GIVEN INSTRUCTION |
The records are set out below this line. Return exactly the lines from the one containing "Tag any visible water reflection." through the last, and exclude the pictures.

PROVIDED DATA |
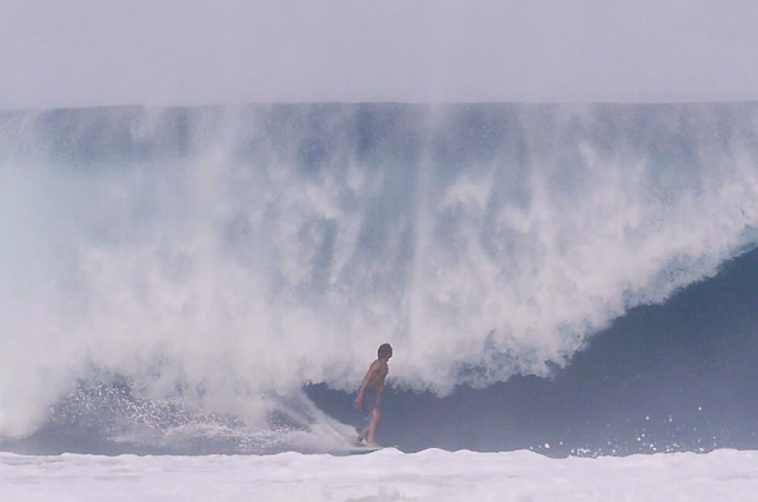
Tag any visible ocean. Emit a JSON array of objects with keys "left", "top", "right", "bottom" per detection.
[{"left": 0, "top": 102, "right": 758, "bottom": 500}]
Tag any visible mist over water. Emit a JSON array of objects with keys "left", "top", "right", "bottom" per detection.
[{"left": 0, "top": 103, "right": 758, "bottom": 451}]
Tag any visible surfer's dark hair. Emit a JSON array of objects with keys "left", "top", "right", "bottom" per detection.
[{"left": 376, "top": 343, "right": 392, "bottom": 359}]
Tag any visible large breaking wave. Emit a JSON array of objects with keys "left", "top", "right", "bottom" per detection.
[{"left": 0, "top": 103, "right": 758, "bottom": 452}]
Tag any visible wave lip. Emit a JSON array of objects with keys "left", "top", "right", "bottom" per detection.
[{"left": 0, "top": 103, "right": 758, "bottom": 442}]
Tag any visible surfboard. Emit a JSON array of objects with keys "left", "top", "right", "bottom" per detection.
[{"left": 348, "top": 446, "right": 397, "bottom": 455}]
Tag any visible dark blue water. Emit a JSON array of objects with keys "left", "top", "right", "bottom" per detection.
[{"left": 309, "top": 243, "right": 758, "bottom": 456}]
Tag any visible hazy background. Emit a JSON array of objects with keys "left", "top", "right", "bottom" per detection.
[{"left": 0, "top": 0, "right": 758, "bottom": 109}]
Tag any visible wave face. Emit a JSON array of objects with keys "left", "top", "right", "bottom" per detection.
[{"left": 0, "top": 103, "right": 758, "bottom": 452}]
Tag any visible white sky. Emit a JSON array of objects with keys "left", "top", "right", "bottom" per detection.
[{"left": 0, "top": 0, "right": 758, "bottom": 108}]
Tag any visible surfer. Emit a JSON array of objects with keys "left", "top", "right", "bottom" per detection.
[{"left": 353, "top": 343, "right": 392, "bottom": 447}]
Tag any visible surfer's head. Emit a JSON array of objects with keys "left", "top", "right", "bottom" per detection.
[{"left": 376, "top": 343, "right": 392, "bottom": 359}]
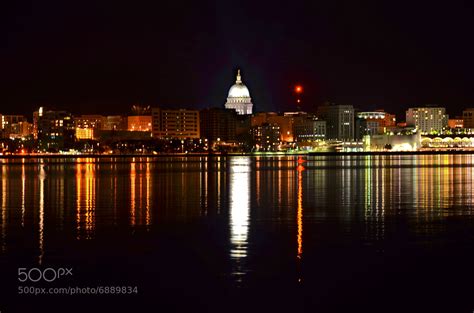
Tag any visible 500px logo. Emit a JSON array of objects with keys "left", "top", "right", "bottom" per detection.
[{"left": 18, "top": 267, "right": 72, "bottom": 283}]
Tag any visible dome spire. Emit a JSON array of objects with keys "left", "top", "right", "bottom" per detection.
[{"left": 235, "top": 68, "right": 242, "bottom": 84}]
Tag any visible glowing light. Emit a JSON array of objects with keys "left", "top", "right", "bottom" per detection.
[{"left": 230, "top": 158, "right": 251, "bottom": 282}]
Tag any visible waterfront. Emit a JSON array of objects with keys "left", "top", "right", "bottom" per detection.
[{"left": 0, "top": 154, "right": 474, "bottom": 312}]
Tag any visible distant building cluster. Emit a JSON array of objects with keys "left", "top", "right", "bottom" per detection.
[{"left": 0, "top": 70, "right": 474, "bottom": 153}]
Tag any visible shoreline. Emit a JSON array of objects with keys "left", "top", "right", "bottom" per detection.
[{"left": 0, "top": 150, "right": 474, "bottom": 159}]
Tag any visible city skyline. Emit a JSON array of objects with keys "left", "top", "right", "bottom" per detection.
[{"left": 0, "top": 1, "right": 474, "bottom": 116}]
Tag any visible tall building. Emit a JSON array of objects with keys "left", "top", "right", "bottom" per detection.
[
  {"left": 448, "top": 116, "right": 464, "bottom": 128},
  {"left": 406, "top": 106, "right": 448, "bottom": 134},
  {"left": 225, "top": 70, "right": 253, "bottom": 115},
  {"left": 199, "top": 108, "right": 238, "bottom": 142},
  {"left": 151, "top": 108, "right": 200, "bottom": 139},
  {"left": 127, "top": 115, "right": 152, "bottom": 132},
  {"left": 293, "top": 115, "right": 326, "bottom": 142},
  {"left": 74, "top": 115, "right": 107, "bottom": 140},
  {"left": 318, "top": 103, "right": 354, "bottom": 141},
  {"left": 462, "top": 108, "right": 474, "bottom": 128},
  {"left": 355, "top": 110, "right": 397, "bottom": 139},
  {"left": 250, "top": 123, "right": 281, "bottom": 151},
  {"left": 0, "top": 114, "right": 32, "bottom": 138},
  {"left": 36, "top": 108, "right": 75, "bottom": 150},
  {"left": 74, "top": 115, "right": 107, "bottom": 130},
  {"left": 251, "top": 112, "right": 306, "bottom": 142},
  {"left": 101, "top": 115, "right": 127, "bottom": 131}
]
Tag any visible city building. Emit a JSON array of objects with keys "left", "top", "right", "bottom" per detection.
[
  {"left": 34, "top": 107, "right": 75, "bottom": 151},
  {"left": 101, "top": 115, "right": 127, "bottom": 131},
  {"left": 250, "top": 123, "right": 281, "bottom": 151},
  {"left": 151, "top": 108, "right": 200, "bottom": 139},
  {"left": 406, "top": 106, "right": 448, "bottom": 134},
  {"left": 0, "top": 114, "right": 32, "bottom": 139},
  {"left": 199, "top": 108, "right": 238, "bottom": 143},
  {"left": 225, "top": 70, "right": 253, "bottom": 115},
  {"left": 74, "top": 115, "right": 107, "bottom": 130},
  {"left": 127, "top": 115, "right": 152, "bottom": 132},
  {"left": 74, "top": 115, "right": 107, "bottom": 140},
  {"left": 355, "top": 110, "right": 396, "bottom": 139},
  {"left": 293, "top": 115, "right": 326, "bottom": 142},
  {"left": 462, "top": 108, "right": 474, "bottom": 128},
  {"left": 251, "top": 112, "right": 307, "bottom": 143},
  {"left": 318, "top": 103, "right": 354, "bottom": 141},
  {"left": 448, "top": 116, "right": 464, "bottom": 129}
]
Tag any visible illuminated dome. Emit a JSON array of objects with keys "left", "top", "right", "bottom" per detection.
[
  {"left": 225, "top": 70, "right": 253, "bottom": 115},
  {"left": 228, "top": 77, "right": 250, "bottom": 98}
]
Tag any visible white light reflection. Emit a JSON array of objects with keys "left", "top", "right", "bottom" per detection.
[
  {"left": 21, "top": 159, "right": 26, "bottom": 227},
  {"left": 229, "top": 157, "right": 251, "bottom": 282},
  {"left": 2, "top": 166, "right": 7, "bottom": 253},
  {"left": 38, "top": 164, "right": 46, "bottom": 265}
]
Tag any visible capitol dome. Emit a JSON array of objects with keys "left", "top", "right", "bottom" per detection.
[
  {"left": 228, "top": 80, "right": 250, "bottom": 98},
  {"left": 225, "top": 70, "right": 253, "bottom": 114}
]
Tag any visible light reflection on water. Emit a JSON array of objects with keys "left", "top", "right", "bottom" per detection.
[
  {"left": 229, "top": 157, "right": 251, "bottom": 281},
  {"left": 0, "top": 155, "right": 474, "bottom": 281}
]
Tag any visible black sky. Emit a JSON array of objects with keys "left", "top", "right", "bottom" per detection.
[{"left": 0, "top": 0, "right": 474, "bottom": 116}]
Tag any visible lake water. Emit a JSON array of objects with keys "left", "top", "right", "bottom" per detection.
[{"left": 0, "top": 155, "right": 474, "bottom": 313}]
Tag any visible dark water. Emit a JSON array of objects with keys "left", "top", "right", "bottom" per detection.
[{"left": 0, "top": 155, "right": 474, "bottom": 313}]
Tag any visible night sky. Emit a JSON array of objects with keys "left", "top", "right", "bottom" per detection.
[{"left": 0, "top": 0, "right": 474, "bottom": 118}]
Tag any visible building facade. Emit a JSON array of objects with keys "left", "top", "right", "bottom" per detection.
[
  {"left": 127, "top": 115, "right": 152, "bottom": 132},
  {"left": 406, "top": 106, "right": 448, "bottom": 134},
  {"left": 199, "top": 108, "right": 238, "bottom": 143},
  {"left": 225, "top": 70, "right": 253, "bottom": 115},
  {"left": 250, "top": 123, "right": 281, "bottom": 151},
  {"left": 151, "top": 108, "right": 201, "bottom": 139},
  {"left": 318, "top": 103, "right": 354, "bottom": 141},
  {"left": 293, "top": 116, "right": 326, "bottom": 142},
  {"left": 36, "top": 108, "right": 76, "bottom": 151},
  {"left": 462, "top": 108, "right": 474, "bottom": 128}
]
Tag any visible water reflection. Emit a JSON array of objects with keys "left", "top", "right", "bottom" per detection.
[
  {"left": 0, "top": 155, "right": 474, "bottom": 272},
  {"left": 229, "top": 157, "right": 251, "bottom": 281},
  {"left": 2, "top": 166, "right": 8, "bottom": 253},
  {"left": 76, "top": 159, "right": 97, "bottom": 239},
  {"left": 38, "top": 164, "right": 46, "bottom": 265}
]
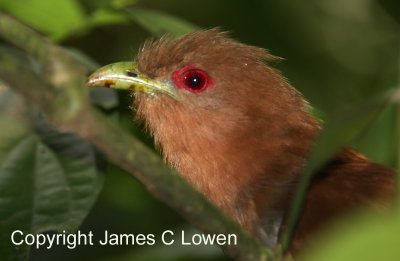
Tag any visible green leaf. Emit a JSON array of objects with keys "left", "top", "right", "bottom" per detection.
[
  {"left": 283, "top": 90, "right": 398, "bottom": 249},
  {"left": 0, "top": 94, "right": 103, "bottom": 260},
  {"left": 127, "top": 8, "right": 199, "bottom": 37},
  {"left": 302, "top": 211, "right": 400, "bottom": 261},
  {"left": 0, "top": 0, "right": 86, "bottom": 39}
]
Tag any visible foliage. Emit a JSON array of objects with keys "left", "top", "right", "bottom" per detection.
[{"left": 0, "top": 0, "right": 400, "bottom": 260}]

SOLUTION TO THIS EXERCISE |
Tag any visible water reflection. Emit a JSON array of objects with keys "left", "top", "right", "bottom" per detection.
[
  {"left": 0, "top": 155, "right": 474, "bottom": 272},
  {"left": 229, "top": 157, "right": 251, "bottom": 281},
  {"left": 2, "top": 166, "right": 8, "bottom": 253},
  {"left": 76, "top": 159, "right": 97, "bottom": 239},
  {"left": 38, "top": 164, "right": 46, "bottom": 265}
]
Tag any visible green leaf. Emit a JSON array of objects with keys "left", "top", "right", "bottom" per detection.
[
  {"left": 283, "top": 90, "right": 398, "bottom": 249},
  {"left": 0, "top": 94, "right": 103, "bottom": 260},
  {"left": 127, "top": 8, "right": 199, "bottom": 37},
  {"left": 302, "top": 211, "right": 400, "bottom": 261},
  {"left": 0, "top": 0, "right": 86, "bottom": 39}
]
Tag any visible foliage. Emit a JSON array of objects with keys "left", "top", "right", "bottom" per detection.
[{"left": 0, "top": 0, "right": 400, "bottom": 260}]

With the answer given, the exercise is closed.